▶ **GIVEN TASK**: Render every line of the listing below as a numbered list, omitting any blank lines.

━━━━━ INPUT FOR THIS TASK

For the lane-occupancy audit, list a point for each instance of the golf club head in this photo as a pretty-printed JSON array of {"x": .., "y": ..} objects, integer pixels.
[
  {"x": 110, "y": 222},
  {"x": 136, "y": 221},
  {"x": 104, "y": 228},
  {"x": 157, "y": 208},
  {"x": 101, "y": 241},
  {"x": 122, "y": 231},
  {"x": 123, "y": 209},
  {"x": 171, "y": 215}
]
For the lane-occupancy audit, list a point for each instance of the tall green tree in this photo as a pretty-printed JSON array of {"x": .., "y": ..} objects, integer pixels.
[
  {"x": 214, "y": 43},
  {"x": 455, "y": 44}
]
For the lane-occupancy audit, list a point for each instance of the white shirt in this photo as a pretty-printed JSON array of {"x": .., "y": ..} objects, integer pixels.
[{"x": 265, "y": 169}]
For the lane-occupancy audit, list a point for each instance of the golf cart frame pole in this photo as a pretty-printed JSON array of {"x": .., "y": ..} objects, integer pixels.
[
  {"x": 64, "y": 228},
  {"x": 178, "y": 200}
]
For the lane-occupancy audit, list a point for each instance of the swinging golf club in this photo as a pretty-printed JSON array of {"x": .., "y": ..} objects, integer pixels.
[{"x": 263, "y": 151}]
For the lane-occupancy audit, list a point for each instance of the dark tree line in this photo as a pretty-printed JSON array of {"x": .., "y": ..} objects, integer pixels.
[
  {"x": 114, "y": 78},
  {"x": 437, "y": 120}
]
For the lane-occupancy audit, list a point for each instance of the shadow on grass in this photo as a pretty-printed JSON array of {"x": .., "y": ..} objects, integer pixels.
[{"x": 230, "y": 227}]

━━━━━━━━━━

▶ **REPLY**:
1. For the lane-occupancy audit, list a point for each instance of the golf club head in this photo as a pretty-printed JSON array of {"x": .., "y": ..} objects, integer pixels.
2. [
3.   {"x": 110, "y": 222},
4.   {"x": 136, "y": 221},
5.   {"x": 104, "y": 228},
6.   {"x": 157, "y": 208},
7.   {"x": 101, "y": 241},
8.   {"x": 122, "y": 231},
9.   {"x": 123, "y": 209},
10.   {"x": 171, "y": 215}
11. ]
12. For the lane-occupancy audit, list a point for each instance of the tall green tree in this photo as a pretty-printed JSON array of {"x": .., "y": ..} objects, integer pixels.
13. [
14.   {"x": 214, "y": 43},
15.   {"x": 455, "y": 44}
16. ]
17. For the lane-occupancy audit, list a point for each instance of the white shirt in this photo as a pretty-printed JSON array of {"x": .., "y": ..} objects, integer pixels.
18. [{"x": 265, "y": 169}]
19. For the lane-occupancy audit, list a point for each instance of the golf cart frame pole in this photo as a pretty-printed JSON array of {"x": .., "y": ..} objects, integer pixels.
20. [
21.   {"x": 64, "y": 228},
22.   {"x": 178, "y": 200}
23. ]
24. For the lane-occupancy audit, list a point for each instance of the swinging golf club in this photo as a pretty-printed JSON array of {"x": .., "y": ..} objects, integer pixels.
25. [{"x": 263, "y": 151}]
26. For the lane-occupancy audit, list a point for each instance of the dark tree line in this photo as a pretty-printed JSON array of {"x": .., "y": ..} objects, integer pixels.
27. [
28.   {"x": 114, "y": 78},
29.   {"x": 437, "y": 120}
30. ]
31. For the lane-occupancy audit, list a point for each instance of the shadow on grass in this photo as a pretty-printed JSON array of {"x": .., "y": ..} objects, integer pixels.
32. [{"x": 230, "y": 227}]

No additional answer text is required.